EXERCISE GOAL: Repeat the data as given. Images do not go in the copy.

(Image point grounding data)

----

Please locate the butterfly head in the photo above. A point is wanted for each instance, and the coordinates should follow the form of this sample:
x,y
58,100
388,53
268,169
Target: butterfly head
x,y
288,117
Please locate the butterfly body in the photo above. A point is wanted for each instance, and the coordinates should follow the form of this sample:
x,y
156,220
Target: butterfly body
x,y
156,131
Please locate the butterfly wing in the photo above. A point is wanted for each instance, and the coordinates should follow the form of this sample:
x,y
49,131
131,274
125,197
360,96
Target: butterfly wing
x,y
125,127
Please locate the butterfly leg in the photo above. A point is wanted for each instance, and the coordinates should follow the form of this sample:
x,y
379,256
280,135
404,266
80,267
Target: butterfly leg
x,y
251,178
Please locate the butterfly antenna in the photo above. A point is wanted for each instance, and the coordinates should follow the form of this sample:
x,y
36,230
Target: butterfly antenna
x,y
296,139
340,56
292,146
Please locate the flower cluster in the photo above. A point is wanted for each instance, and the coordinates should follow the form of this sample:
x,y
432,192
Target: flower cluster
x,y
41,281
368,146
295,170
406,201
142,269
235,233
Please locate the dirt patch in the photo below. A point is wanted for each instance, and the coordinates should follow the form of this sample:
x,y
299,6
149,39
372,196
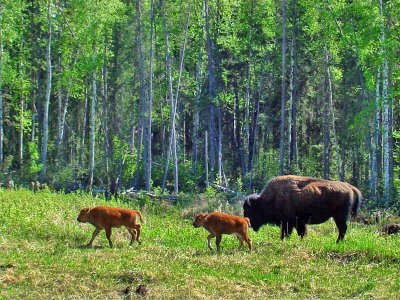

----

ANSWER SECTION:
Please locate the butterfly head in the photo above. A point is wanted for each instance, and the coordinates should follow the form of this sample:
x,y
58,100
388,53
268,169
Target: butterfly head
x,y
288,117
Please locate the butterfly body in the photo above. A point is wanted for each instance, and the coordinates should follow the form of this sample:
x,y
156,220
Target: butterfly body
x,y
156,131
Please locate the butterfly wing in the photo above. A point is wanted for each instance, and the coordinates should follow the form of this sample:
x,y
49,131
131,274
125,197
360,96
Target: butterfly wing
x,y
125,127
Please locate the butterfly leg in the photo above. A point is wanted for each instance, and the coordinates should follow the form of this sample:
x,y
379,256
280,135
404,266
80,267
Target: butterfly leg
x,y
251,178
Please locate the butterfly antenna in the photo above. A point is wanted for each instance, and the coordinates should follow the form of this sample:
x,y
36,230
Target: butterfly antenna
x,y
296,139
340,56
292,146
Please locate the flower cluster in the photo above. A point is wanted for each instance, and the coordinates should follow the form of this sample:
x,y
432,192
Target: flower cluster
x,y
41,281
368,146
295,170
406,201
142,269
235,233
Please locate the dirt patch in the photo below. A point is wanted for each instance, and the coordinates should follow the form of this sample:
x,y
299,6
149,39
372,196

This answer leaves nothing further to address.